**Problem requirements:**
Reproduce all of the material below word for word, keeping every line in its original order.

**Dataset:**
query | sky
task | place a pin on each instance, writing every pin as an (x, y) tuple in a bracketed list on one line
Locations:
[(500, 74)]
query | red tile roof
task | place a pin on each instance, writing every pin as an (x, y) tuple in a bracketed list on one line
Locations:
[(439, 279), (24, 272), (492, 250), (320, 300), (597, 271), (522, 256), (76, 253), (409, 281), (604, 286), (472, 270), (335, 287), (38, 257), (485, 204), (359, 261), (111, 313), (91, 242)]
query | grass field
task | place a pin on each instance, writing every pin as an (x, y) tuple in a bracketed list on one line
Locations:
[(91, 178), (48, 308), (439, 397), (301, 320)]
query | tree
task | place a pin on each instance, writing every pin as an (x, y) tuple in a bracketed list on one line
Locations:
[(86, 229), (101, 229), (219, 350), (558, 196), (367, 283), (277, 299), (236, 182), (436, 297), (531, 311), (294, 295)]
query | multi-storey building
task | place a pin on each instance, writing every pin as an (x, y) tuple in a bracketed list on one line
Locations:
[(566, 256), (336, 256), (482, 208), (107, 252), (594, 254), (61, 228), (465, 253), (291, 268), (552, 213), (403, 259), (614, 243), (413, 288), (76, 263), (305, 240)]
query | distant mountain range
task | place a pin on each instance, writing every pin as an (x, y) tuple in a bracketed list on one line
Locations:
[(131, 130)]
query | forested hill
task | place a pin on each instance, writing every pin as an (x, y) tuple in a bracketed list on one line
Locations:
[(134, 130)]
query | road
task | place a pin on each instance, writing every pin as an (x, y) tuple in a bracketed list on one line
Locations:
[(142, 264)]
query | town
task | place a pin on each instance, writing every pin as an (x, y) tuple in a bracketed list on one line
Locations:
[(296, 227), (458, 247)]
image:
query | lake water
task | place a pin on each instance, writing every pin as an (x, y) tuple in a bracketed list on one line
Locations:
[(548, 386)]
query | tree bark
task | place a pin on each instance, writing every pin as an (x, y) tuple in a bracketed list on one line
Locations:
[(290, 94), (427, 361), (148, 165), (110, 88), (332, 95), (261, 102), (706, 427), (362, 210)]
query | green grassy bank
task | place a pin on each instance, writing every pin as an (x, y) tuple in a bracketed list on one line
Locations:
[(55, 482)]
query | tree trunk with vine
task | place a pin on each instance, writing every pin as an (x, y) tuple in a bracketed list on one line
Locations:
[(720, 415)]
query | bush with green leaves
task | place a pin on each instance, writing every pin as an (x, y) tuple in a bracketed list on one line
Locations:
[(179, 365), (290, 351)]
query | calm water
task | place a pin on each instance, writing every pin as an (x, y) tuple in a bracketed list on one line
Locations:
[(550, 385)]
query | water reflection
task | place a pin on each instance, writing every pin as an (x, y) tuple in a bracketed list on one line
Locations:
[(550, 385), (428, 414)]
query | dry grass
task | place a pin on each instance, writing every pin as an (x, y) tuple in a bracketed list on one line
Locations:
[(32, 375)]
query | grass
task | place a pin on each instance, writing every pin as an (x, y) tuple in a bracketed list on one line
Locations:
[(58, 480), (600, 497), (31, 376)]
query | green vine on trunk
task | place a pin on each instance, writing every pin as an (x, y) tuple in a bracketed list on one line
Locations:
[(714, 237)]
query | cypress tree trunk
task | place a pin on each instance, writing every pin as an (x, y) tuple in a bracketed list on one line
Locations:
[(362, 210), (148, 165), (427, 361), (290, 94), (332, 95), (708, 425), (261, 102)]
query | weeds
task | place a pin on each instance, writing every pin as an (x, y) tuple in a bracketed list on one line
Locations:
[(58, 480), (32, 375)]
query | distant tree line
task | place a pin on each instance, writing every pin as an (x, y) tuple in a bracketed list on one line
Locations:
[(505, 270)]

**Correct response:**
query | sky
task | place a pin on each instance, writing every pin as an (x, y) tuple in a bracketed list on one line
Locations:
[(500, 74)]
query | red tile roof
task | place a pin on each instance, writing every pin as an (x, y) tuple in a bracketed list on one line
Locations:
[(439, 279), (24, 272), (492, 250), (320, 300), (597, 271), (522, 256), (76, 253), (409, 281), (604, 286), (472, 270), (335, 287), (38, 257), (485, 204), (359, 261), (111, 313), (91, 242)]
query | grass field
task | place a pin on each instance, writing every pin as an (x, y) tuple in a bracketed list on one line
Locations:
[(91, 178), (48, 308), (439, 397), (301, 320)]
query | tree
task | place a pin on each instance, writing every pin as an (x, y) tuple in a bracketed list on one line
Locations:
[(86, 229), (101, 229), (219, 350), (558, 196), (367, 283), (277, 299), (236, 182), (436, 297), (531, 311), (294, 295)]
query | multi-storey building
task | place a pin on each instance, writing every pin as an (x, y) tuple in a bracketed list on one line
Locations:
[(566, 256), (336, 256), (482, 208), (107, 252), (594, 254), (61, 228), (465, 253), (291, 268), (552, 213), (403, 259), (614, 243), (413, 288), (76, 263), (305, 240)]
query | distant mountain range
task | place a pin on each instance, writing every pin as an (x, y) tuple in a bracketed list on one line
Locations:
[(131, 130)]
query | forested hill
task | place a pin on each instance, writing every pin as an (x, y) tuple in a bracketed list on one line
Locations:
[(134, 130)]
query | road
task | place a pin on each instance, writing every pin as an (x, y) tuple in a bracketed list on one line
Locations:
[(142, 264)]
query | town
task | place a pin on each instance, writing every pin as an (x, y) tuple in a bracketed list on one line
Locations:
[(296, 227), (458, 247)]
image:
query | lake water
task | place a pin on each instance, writing every pin as an (x, y) tuple in a bracketed list on one line
Locations:
[(548, 386)]
query | tree bark
task | place a pin on each instance, writing every pin as an (x, y) tuple in a bracketed list on one line
Locations:
[(290, 94), (427, 361), (148, 165), (110, 88), (332, 95), (261, 102), (706, 427), (362, 210)]
query | green grassy bank
task | place a pin on each instance, writing every pin as an (x, y) tuple in a bracketed list on one line
Locations:
[(55, 482)]
query | tree trunk with vine
task | place a pin on each instance, writing every pin as an (x, y) tuple in a bracketed list on one line
Locations:
[(720, 415)]
query | bush with green leaves
task | place a pin on each instance, writing every pin as an (x, y) tuple in a bracketed list on one line
Locations:
[(179, 365), (290, 351)]
query | calm water
task | place a pin on each instance, writing every pin as an (x, y) tuple in a bracketed list on one line
Locations:
[(550, 385)]
query | water reflection
task | place a pin on each instance, writing every pin as an (x, y) tuple in a bracketed list on one line
Locations:
[(550, 385), (428, 414)]
query | dry grass
task | place a pin on each instance, writing every pin as an (x, y) tuple in a bracketed list on one line
Locations:
[(32, 375)]
query | grass
task | place a pin on each instance, writing every pin as an (x, y) tuple in a bracketed list on one line
Locations:
[(58, 480), (600, 497), (31, 376)]
query | green vine on trunk
task | place a pin on each instance, writing every pin as an (x, y) tuple in a bracketed list on one line
Locations:
[(714, 237)]
query | cypress tree trunk
task | place a pin on each instance, writing every pin as an (x, y) tuple in a bracketed list on one line
Locations:
[(362, 210), (148, 165), (427, 361), (290, 94), (332, 95), (708, 425), (261, 102)]
query | weeds
task | place a pin on each instance, writing every pin as an (x, y) tuple in a bracketed list on one line
Locations:
[(58, 480), (32, 375)]
query | distant tree line
task | place a pin on each instance, writing every pin as an (x, y) tuple in a bracketed list on one line
Locations:
[(505, 270)]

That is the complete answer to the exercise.